TASK DESCRIPTION: In the passage on the Irish Housewives Association below, reproduce the portion between "Úna Byrne’s Mission" and "politically charged move.", inclusive, swapping "venue" for "location".

Úna Byrne’s Mission to Clean Up the Irish Housewives Association
In 1961, the Irish Housewives Association (IHA) hosted the Congress of the International Alliance of Women at the Dublin Institute of Catholic Sociology – an institute founded by Archbishop McQuaid to promote Catholic social teaching. Mary Cullen’s article “Women, Emancipation and Politics from 1800-1984” posited that the very fact Archbishop Charles McQuaid provide this venue was a sign of the ‘changed times.’ However, Archbishop McQuaid was not an ally of gender equality, nor did he embrace the changing times. His offer of the Institute of Catholic Sociology to the IHA was, in reality, a very calculated and politically charged move.
Communism in the IHA
The Irish Housewives Association had dealt with some serious political accusations in the early fifties. Though founded as a political pressure group to represent the needs of married Irish women, on 12 April 1952 the Roscommon Herald suggested that the IHA had ‘always been used as a medium of expression’ by Marxists and Communists. Though the Roscommon Herald printed an apology in its 15 August 1953 issue, many suspected that the IHA was a front for red political agitation.

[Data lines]
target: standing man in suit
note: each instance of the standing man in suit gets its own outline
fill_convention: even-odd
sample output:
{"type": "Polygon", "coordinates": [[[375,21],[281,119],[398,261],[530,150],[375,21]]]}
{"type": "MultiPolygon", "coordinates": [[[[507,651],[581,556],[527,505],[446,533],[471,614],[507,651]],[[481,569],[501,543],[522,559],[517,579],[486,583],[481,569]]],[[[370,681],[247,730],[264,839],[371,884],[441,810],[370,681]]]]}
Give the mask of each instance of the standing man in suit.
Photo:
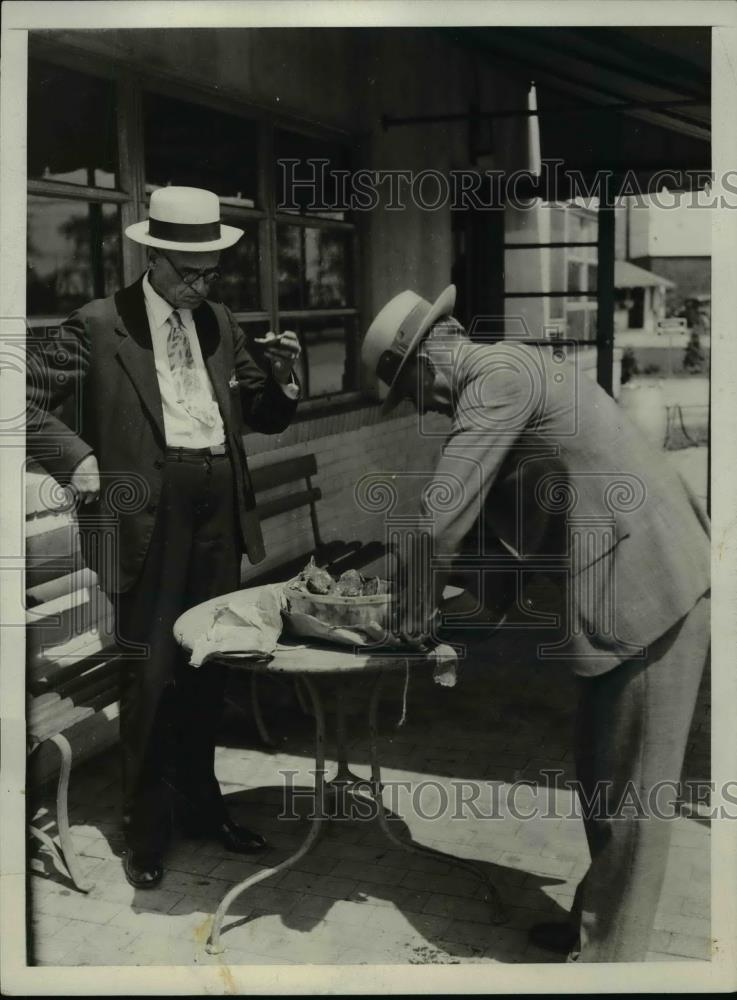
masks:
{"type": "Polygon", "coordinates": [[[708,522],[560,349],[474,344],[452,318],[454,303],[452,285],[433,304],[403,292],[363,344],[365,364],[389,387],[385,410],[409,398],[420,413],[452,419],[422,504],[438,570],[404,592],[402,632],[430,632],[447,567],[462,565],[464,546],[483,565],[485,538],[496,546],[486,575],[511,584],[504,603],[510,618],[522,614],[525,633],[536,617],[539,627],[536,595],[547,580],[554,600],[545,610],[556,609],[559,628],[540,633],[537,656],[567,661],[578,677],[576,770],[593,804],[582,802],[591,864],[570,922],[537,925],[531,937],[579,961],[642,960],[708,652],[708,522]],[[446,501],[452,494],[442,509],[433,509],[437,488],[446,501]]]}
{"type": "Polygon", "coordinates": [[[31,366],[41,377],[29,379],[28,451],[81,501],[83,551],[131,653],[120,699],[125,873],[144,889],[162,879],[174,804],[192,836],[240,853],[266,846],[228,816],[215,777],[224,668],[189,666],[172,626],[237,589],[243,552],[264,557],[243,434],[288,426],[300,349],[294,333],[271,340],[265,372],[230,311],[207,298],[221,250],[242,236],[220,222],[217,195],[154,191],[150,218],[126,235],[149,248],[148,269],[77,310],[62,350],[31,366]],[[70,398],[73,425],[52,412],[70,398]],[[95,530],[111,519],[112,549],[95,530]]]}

...

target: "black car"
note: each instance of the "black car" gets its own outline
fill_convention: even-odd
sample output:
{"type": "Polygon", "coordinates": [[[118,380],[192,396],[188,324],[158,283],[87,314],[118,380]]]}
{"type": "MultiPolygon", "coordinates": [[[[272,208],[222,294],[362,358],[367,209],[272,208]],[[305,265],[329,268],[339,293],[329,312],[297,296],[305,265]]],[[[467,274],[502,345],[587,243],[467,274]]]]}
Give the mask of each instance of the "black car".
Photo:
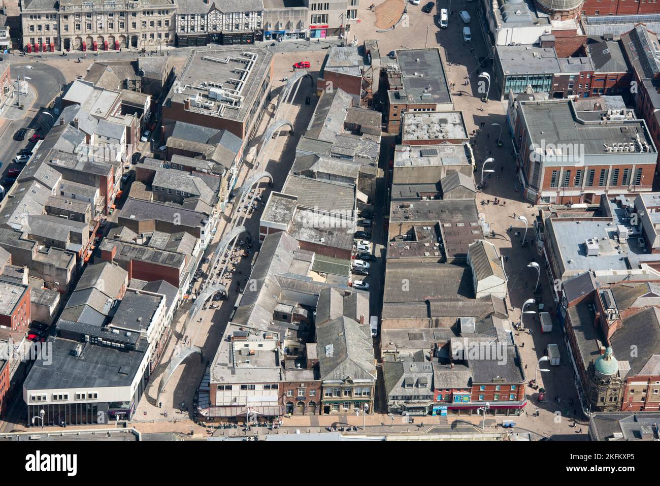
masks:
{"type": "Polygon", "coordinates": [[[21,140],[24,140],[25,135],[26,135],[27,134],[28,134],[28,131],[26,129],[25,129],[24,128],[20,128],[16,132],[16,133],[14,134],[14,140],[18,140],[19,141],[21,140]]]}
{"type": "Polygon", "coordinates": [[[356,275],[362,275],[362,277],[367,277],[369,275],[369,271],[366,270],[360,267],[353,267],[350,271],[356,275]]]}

SOLUTION TO THIS PROBLEM:
Úna Byrne’s Mission to Clean Up the Irish Housewives Association
In 1961, the Irish Housewives Association (IHA) hosted the Congress of the International Alliance of Women at the Dublin Institute of Catholic Sociology – an institute founded by Archbishop McQuaid to promote Catholic social teaching. Mary Cullen’s article “Women, Emancipation and Politics from 1800-1984” posited that the very fact Archbishop Charles McQuaid provide this location was a sign of the ‘changed times.’ However, Archbishop McQuaid was not an ally of gender equality, nor did he embrace the changing times. His offer of the Institute of Catholic Sociology to the IHA was, in reality, a very calculated and politically charged move.